Phrase grounding data

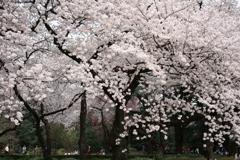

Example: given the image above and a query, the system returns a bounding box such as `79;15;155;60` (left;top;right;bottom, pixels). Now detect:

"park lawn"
163;157;233;160
165;159;233;160
0;155;235;160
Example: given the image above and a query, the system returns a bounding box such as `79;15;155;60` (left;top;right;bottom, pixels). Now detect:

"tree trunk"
175;125;183;154
42;118;53;160
35;118;53;160
110;104;127;160
203;140;213;160
79;91;87;160
106;74;140;160
229;138;237;157
146;141;153;154
101;108;110;153
155;132;164;160
155;144;163;160
103;126;110;154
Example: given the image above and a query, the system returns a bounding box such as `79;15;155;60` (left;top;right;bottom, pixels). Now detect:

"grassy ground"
164;158;232;160
164;155;233;160
0;154;234;160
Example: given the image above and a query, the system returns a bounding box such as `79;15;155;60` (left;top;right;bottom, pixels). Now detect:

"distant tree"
90;96;115;153
16;117;39;152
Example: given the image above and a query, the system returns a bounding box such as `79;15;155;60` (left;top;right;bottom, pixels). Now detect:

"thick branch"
0;126;17;137
42;92;84;117
164;113;205;127
0;114;32;137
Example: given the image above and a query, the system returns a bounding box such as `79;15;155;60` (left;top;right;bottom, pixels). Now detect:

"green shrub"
57;148;66;155
130;158;152;160
89;158;111;160
60;158;77;160
129;148;139;153
0;156;14;160
17;157;41;160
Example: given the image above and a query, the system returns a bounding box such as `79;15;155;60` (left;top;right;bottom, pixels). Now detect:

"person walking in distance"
34;145;39;155
87;146;91;154
142;145;146;154
195;147;199;155
5;145;9;155
19;146;22;154
22;145;27;155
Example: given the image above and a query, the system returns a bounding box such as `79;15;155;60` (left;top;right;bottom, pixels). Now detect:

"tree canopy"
0;0;240;159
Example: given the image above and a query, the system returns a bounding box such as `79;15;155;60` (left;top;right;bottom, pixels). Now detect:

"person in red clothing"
87;146;91;154
1;147;5;155
164;145;169;154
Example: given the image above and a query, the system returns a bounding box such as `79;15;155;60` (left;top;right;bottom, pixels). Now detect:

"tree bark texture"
146;142;153;154
79;91;87;160
153;132;164;160
110;104;127;160
229;138;237;157
101;108;110;153
42;118;53;160
175;125;183;154
203;140;213;160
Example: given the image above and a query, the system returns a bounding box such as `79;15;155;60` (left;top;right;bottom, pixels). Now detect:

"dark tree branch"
0;113;32;137
163;113;205;127
0;126;17;137
41;92;84;117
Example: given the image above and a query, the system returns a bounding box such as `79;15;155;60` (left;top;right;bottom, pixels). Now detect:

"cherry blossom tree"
11;64;85;160
119;1;240;159
0;8;84;158
1;0;240;160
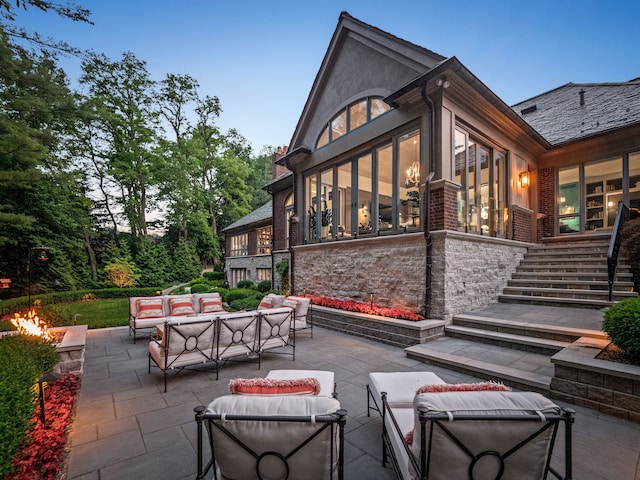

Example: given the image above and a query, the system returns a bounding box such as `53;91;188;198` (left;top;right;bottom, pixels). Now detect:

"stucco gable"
289;12;445;150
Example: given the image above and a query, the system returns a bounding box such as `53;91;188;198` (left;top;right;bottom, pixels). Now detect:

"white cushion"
369;371;445;409
411;391;562;480
205;395;342;480
266;293;286;307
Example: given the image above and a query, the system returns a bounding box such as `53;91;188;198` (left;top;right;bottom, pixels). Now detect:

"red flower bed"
8;373;79;480
309;296;424;321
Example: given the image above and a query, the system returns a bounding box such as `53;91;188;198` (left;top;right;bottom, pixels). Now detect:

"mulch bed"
596;343;639;366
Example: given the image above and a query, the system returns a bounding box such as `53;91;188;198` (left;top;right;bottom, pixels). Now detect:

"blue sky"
14;0;640;153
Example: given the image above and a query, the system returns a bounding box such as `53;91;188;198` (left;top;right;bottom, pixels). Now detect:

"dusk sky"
14;0;640;153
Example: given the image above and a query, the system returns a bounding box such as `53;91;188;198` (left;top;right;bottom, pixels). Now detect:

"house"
232;12;640;320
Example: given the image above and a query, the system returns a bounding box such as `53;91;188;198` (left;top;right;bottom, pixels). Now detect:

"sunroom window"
305;127;421;242
315;96;391;149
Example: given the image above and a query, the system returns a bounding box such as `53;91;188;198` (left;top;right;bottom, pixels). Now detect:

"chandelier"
405;161;420;187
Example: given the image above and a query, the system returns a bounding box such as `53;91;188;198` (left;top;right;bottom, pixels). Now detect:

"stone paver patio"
66;324;640;480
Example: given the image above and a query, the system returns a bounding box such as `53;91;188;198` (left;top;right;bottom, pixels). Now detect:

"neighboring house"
229;13;640;320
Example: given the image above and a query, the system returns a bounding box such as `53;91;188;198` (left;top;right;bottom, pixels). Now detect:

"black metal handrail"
608;203;639;301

WHAT THE EXERCISE ASKS: Quote all of the entries word for word, omitting any pictures.

WORKED SOLUTION:
Example: given the image above and a query, the system returns a bounding box such as `79;15;155;60` (left;top;right;bottom, pixels). Now detect:

"park lawn"
163;157;233;160
165;159;233;160
0;155;235;160
Example: given the image above and a query, the system returns a bounding box such as `79;15;155;60` (left;top;right;bottom, pixels). Now detect:

"tree trunk"
175;125;183;154
42;118;53;160
35;118;53;160
110;104;127;160
203;140;213;160
79;91;87;160
106;74;140;160
229;138;237;157
146;141;153;154
101;108;110;153
155;132;164;160
155;144;163;160
103;126;110;154
Example: given the image above and a query, the system returns a bounding box such as `79;15;155;60` (left;top;right;bottom, pixels). Now detect:

"grassy ground"
164;158;232;160
164;155;233;160
0;154;234;160
Example: given the image above and a query, the system returns a bounding box such as `79;15;155;60` (left;top;right;bottom, pixels). Now detect:

"distant tree"
90;96;115;153
16;117;39;152
Example: given the image above and a query, the system returns a bounding box such as `79;15;155;60` (left;top;right;bottom, pixels). Now detect:

"thick branch"
0;126;17;137
42;92;84;117
164;113;205;127
0;114;32;137
Example: given the image above and a query, the system returns a bounding box such as `79;15;155;60` (left;top;right;bottom, pixels). Now detect:

"green shrub"
57;148;66;155
130;158;152;160
89;158;111;160
60;158;77;160
129;148;139;153
0;156;14;160
17;157;41;160
Example: given the image above and a query, the system returns a bounding box such as `79;15;155;60` (left;top;right;bottom, pixels). Now detect:

"person walking in distance"
34;145;39;155
87;146;91;154
142;145;146;154
195;147;199;155
5;145;9;155
19;146;22;154
22;145;27;155
Example: given the image above and a query, the system returns a bounding box such as `79;15;155;60` (left;top;right;bottom, pixels). Now detect:

"tree canopy"
0;0;240;159
Example: given the image above and a query, the system returns a bounding box such as `79;15;155;60` (left;top;right;bottom, pixels). Now detect:

"person in red clothing"
87;146;91;154
1;147;5;155
164;145;169;154
Example: given the image above and a query, the system returns a bounding box such as `79;15;155;60` (left;top;right;bottom, pixels). Now detect:

"tree bark texture"
146;142;153;154
79;91;87;160
153;132;164;160
110;104;127;160
229;138;237;157
101;108;110;153
42;118;53;160
175;125;183;154
203;140;213;160
Example: given the image above and a query, the system returns a bounding box such as `79;15;155;60` (left;top;right;bottom, pixels). Now detect:

"dark tree branch"
0;113;32;137
163;113;205;127
0;126;17;137
41;92;84;117
Example: given the image above and a query, the system returns a bounding box such as `79;15;155;60` (left;top;right;bottom, pixels). Now detect:

"cherry blossom tree"
11;64;85;160
119;1;240;159
0;8;84;158
1;0;240;160

Example: given the image above and a query, the system returns a bounding box such as `53;91;188;198` (left;top;right;bottom, pixels). Now detect:

"stucco gable"
289;12;445;150
Example: given the image above and a query, the system returns a bounding box such as `53;91;188;198` (left;top;right;bottom, pixels). Now detect:

"white cushion"
369;371;445;409
411;391;562;480
205;395;342;480
266;293;286;307
Example: given the image above and a query, the system returns a bounding box such as `53;91;188;198` (left;top;right;bottom, pixels). Now detect:

"red flower bed"
8;373;79;480
309;296;424;321
Example: given the image above and a query, the system returns a bounding box such as `53;91;188;198` (left;top;right;bottom, pixels). Now detect:

"mulch bed"
596;343;639;366
Example: given the image above and a query, the system returns a bounding box such as `53;91;188;198` (left;top;right;bottom, pixels). Now detect:

"blue sky"
14;0;640;153
Example: given the image above and a query, the system returns a bounding box such as `53;91;188;198` (left;top;right;bottom, pixels). Now detect:

"dusk sky"
14;0;640;153
Example: given the image above and a query, the system returns a bounding box such as `53;91;188;198` (left;top;right;bottom, pixels). Now detect:

"house"
232;12;640;320
Example: given the image above and a query, the system returns a bounding box such as `53;91;188;198` (left;top;right;bottom, pixels). Now detect:

"sunroom window"
305;127;421;242
315;96;391;149
Example: given the image above and a query, the system returns a bounding box such as `53;91;188;198` (left;top;right;bottom, pixels). Now detect:

"chandelier"
405;161;420;187
Example: given the image above and a query, the system returns a bounding box such as `53;91;188;198` (left;top;right;bottom, pixels). Now detect:

"stone paver patio"
66;324;640;480
Example: given the image above and a query, the system returns a bounding box such as `53;91;188;198` (left;top;right;bottom, pixels). Now detect:

"neighboring house"
229;13;640;320
Example: given the image above and a query, the system returns a bounding box such as `53;91;188;198` (left;top;right;bottom, pixels). Now detect:

"black metal handrail"
608;203;639;301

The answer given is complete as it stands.